— START AVAILABLE DATA —

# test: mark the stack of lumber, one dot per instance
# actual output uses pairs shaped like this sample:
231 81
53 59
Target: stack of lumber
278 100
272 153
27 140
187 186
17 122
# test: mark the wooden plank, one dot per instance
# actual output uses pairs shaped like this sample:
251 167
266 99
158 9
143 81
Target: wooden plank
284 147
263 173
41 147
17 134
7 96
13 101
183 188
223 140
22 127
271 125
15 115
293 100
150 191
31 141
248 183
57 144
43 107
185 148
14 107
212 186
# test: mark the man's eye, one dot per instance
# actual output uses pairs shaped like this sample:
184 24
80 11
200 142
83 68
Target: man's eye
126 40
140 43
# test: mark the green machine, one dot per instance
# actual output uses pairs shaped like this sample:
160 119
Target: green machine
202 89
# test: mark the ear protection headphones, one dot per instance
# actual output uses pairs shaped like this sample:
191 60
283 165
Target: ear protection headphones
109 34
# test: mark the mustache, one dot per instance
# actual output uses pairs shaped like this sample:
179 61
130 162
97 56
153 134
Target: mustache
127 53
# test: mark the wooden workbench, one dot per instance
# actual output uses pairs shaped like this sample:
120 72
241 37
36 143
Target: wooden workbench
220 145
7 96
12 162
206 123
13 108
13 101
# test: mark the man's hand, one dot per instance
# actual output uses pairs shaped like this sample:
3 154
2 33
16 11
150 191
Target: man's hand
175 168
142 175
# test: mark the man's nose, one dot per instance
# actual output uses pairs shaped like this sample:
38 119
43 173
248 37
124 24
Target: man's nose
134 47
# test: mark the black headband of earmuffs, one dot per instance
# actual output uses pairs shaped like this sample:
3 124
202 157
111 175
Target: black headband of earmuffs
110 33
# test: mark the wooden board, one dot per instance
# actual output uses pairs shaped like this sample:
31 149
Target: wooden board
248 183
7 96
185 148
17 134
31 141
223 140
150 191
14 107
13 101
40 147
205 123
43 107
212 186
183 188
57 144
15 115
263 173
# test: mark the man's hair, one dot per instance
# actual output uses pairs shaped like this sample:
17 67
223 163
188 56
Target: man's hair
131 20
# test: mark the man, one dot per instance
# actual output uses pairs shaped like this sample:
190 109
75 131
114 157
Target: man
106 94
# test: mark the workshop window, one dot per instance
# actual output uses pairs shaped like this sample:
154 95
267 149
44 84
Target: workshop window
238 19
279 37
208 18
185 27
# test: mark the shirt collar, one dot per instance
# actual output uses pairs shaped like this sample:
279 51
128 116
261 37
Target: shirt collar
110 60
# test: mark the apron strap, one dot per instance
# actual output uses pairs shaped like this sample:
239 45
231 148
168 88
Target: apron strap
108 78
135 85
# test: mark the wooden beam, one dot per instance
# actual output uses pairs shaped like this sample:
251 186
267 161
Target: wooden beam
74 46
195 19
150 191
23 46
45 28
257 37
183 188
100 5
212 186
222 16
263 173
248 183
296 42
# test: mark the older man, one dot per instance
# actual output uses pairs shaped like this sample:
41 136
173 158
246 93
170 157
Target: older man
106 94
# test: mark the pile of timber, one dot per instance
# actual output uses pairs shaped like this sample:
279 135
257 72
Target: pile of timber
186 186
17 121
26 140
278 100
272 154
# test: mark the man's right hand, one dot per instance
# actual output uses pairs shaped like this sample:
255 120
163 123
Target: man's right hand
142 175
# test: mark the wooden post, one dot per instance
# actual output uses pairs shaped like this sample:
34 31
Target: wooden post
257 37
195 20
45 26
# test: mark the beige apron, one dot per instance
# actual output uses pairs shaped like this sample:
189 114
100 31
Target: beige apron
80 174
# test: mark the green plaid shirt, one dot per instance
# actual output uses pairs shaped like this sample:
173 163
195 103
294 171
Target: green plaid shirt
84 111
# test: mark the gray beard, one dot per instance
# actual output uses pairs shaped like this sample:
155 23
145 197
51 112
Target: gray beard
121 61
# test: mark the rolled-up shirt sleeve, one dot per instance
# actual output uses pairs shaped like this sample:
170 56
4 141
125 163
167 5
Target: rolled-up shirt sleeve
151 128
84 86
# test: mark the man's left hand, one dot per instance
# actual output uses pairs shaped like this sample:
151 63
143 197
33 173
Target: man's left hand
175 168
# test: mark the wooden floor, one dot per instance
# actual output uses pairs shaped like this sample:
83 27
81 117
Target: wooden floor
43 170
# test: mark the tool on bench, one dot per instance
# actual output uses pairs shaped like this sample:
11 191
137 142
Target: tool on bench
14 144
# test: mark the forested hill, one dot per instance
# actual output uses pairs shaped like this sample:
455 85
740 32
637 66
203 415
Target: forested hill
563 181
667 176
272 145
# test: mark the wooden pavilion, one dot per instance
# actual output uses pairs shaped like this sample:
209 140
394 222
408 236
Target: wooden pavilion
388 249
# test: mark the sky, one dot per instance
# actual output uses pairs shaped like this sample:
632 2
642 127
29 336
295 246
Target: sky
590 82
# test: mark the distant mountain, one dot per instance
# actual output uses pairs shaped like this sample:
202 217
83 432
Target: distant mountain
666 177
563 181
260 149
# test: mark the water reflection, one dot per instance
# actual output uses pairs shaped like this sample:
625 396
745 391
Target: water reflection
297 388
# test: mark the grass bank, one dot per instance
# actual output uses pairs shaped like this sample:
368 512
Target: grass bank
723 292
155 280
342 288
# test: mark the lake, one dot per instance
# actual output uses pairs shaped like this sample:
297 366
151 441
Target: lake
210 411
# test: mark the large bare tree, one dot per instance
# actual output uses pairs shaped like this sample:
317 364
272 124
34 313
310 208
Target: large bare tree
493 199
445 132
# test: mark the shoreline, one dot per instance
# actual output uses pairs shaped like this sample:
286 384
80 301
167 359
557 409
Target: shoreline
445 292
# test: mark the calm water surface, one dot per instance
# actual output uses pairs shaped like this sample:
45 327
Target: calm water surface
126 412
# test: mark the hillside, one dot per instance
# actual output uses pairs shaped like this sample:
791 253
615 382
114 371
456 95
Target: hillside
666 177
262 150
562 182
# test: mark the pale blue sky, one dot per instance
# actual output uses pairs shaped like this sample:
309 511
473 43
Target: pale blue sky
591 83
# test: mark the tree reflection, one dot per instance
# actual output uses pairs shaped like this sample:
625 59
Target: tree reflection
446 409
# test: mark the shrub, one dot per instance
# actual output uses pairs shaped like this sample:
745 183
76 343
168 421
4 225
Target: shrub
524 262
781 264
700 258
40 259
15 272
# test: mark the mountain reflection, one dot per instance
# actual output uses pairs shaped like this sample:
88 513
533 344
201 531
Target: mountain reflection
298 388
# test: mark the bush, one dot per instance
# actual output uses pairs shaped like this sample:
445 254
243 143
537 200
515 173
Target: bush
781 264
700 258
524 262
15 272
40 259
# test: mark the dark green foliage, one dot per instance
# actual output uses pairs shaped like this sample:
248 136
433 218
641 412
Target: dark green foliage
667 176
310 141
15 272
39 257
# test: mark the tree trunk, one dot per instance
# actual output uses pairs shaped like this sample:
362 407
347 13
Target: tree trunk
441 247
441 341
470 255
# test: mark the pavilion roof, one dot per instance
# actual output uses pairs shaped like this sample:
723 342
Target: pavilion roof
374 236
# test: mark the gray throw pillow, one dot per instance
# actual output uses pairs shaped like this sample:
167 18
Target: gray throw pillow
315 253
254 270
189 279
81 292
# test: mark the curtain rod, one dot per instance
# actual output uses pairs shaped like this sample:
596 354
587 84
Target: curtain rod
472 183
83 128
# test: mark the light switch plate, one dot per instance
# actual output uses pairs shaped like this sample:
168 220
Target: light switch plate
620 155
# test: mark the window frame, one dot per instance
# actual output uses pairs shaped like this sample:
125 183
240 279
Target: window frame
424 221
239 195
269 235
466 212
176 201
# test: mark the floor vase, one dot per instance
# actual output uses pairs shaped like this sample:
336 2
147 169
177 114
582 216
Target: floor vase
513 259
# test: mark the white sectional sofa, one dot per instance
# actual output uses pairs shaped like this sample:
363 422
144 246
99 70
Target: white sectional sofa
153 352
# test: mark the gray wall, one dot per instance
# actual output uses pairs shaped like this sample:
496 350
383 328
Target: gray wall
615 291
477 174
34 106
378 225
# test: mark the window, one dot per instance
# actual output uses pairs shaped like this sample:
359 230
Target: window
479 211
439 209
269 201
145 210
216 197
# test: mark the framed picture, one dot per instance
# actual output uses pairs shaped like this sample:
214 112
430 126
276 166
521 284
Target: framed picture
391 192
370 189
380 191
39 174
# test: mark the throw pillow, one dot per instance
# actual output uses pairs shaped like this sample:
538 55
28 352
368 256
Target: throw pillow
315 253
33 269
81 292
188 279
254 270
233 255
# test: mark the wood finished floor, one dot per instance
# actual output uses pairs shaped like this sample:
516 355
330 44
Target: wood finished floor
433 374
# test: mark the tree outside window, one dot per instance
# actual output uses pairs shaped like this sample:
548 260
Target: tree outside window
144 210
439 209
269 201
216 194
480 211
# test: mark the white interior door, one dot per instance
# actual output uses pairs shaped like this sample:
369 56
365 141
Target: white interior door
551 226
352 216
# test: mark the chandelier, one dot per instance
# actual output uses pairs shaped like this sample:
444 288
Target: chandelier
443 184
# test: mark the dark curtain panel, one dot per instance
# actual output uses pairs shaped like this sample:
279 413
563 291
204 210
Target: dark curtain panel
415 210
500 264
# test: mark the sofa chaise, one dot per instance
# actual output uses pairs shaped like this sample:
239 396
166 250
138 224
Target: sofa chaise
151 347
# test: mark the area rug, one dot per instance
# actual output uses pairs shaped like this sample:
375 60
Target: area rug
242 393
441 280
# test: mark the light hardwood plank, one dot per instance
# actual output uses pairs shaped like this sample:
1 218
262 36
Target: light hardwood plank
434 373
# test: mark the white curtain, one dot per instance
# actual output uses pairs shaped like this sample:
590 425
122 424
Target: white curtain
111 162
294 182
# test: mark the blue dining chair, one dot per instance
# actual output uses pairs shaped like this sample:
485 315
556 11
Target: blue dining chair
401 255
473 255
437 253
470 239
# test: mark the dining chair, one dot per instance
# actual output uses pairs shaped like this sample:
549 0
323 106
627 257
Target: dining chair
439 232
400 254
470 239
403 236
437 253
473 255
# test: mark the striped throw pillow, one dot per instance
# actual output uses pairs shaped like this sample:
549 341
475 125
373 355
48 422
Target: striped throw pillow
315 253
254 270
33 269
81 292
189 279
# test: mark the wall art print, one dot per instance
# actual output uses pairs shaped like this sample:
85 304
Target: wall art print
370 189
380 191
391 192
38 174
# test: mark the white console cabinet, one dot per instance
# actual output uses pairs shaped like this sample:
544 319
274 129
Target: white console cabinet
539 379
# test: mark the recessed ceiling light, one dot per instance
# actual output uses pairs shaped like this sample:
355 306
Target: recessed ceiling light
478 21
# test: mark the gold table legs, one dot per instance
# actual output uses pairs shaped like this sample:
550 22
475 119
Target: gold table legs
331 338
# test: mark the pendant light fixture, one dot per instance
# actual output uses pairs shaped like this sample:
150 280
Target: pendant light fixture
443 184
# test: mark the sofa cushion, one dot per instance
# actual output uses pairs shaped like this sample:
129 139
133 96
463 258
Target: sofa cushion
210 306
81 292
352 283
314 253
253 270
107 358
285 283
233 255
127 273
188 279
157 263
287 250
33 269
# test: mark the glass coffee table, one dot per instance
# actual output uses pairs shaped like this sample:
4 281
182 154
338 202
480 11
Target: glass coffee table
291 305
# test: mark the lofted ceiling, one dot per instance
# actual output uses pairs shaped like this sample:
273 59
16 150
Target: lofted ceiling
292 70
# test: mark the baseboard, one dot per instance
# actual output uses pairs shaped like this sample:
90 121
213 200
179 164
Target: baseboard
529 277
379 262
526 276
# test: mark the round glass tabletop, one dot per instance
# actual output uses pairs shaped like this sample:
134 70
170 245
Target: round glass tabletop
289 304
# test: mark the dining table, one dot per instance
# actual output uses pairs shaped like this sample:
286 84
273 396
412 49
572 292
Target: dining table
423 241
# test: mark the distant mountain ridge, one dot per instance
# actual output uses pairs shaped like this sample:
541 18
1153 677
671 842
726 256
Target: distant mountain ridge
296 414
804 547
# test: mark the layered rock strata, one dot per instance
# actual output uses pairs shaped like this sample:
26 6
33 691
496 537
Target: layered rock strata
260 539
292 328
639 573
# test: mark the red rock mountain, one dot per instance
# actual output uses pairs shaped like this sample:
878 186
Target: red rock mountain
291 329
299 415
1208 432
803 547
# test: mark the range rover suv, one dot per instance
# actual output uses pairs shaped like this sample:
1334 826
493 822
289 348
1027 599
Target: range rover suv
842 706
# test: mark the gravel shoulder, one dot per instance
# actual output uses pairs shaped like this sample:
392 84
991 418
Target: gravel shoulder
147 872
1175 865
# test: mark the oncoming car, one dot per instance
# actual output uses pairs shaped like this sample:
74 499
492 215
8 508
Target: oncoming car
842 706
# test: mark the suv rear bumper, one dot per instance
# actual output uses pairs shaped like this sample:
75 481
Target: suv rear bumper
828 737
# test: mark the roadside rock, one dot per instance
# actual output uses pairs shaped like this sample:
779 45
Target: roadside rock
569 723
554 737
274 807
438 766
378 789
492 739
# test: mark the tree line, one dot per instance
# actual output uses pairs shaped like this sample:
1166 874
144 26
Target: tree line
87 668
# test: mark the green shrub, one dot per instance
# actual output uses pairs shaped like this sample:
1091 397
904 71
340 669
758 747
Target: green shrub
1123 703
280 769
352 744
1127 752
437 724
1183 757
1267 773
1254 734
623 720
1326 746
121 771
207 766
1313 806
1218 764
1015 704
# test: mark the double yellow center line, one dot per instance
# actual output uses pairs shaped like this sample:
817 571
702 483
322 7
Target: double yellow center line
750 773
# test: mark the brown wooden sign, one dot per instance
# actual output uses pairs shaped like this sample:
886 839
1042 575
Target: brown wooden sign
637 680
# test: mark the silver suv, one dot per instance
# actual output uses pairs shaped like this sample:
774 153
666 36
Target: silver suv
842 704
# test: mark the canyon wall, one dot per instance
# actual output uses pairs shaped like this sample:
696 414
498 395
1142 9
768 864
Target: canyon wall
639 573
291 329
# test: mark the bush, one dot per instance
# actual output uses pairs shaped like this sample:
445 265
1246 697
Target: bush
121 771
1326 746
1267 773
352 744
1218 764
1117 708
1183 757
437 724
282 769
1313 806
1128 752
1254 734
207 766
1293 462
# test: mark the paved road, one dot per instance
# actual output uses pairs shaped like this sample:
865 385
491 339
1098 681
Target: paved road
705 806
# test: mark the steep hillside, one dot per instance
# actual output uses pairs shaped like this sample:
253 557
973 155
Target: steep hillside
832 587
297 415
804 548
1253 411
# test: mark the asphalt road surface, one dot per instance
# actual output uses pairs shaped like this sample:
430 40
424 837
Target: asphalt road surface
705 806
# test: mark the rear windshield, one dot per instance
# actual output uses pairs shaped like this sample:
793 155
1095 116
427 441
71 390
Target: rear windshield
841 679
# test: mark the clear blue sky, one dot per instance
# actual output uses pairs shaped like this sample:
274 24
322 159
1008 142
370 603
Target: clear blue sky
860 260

— END AVAILABLE DATA —

[PROBLEM TO SOLVE] Reproduce the listing above from the line holding "# test: mark the rear" through its final line, inclusive.

[REPLY TO THE EXERCISE]
# test: mark the rear windshield, one dot per instance
# actual output uses pairs shaped like this sample:
793 155
1095 116
427 441
71 390
Target: rear windshield
841 679
# test: mark the clear blue sky, one dot per instance
# actual output uses pairs shaped like this sample:
274 24
322 159
1008 142
370 603
Target: clear blue sky
860 260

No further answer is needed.